OBJECTIVE> Put the stretch of the material from the line containing "Can you tell me where the frozen" through the end of the material into a JSON list of strings, one string per line and no blank lines.
··· RECORDS PROVIDED
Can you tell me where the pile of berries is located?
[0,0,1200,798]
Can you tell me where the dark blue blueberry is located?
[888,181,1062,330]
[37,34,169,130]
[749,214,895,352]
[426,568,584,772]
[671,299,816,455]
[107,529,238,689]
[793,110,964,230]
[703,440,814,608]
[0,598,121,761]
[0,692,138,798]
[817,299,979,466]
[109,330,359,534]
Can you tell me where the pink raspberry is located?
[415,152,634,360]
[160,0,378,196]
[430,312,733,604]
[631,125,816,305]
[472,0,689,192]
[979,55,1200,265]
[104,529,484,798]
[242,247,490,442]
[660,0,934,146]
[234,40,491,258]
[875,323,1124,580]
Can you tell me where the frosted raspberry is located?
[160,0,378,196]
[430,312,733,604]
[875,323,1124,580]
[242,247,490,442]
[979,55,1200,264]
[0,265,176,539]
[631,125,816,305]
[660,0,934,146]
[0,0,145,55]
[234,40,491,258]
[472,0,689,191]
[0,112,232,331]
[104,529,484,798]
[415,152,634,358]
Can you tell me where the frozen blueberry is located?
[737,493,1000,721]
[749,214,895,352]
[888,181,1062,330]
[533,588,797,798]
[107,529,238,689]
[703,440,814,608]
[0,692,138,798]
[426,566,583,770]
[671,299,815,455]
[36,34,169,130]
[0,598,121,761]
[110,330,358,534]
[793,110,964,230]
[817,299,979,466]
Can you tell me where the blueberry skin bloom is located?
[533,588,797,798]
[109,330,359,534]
······
TASK SOLUTION>
[
  "Can you tell me where the frozen blueberry is located?",
  "[737,493,1000,721]",
  "[749,214,895,352]",
  "[888,181,1062,330]",
  "[533,588,797,798]",
  "[107,529,238,689]",
  "[703,440,814,608]",
  "[0,692,138,798]",
  "[426,566,583,770]",
  "[671,299,815,455]",
  "[36,34,169,130]",
  "[0,598,121,761]",
  "[110,330,358,534]",
  "[793,110,964,230]",
  "[817,299,979,466]",
  "Can you tell me where the blueberry skin bloom is located?",
  "[533,588,797,798]",
  "[109,330,359,534]"
]